EXERCISE DIRECTIONS ▸ Reproduce every line of the material below word for word, without changing anything.

STORED DATA ▸
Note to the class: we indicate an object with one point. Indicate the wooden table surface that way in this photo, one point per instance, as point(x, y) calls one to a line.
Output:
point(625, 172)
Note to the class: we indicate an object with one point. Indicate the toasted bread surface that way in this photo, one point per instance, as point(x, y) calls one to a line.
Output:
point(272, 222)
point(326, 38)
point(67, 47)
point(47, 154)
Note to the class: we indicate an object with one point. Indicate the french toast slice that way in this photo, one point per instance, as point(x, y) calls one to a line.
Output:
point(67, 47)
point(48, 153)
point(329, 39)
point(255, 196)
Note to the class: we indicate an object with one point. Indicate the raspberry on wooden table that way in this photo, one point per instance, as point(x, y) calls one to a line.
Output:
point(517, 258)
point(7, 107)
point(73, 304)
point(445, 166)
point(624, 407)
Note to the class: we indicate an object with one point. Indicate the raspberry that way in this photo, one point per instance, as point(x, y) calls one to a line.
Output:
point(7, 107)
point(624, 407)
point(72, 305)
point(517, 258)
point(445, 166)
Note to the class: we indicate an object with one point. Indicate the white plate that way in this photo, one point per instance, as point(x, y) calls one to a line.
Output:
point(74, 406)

OUTPUT OF THE TASK ▸
Note to the class: we indicate an object with one point. Indicate the wooden table surface that way in this photo, one point per instance, as point(x, y) calls one to a line.
Output:
point(625, 172)
Note to the class: we indicate an object with one point. Indicate the toasted bread surface that way in this photo, one point per instance, as point(x, y) calls one to a line.
Output:
point(272, 222)
point(326, 38)
point(67, 47)
point(47, 154)
Note to the class: we indicate an object with one point. Indicate the french toast slice that way in this photo, one point per instance, as point(x, y) calls one to a line.
Output:
point(67, 47)
point(48, 153)
point(329, 39)
point(255, 196)
Note to the class: we indicate an object with one point. Indicate the raspberry on wooden table that way in this photo, one point per instance, as point(x, y) calls one to a line.
Output:
point(517, 258)
point(7, 107)
point(73, 304)
point(445, 166)
point(624, 407)
Note to the class: we indicate an object with one point. Indicate the raspberry that way in this photo, one point per instance, as point(x, y) calls one to a line.
Output:
point(7, 107)
point(624, 407)
point(72, 305)
point(517, 258)
point(445, 166)
Note to the class: we indicate an object with one point. Indicate the white plate that way in this photo, one point per instance, as point(x, y) calls one to a line.
Output:
point(74, 406)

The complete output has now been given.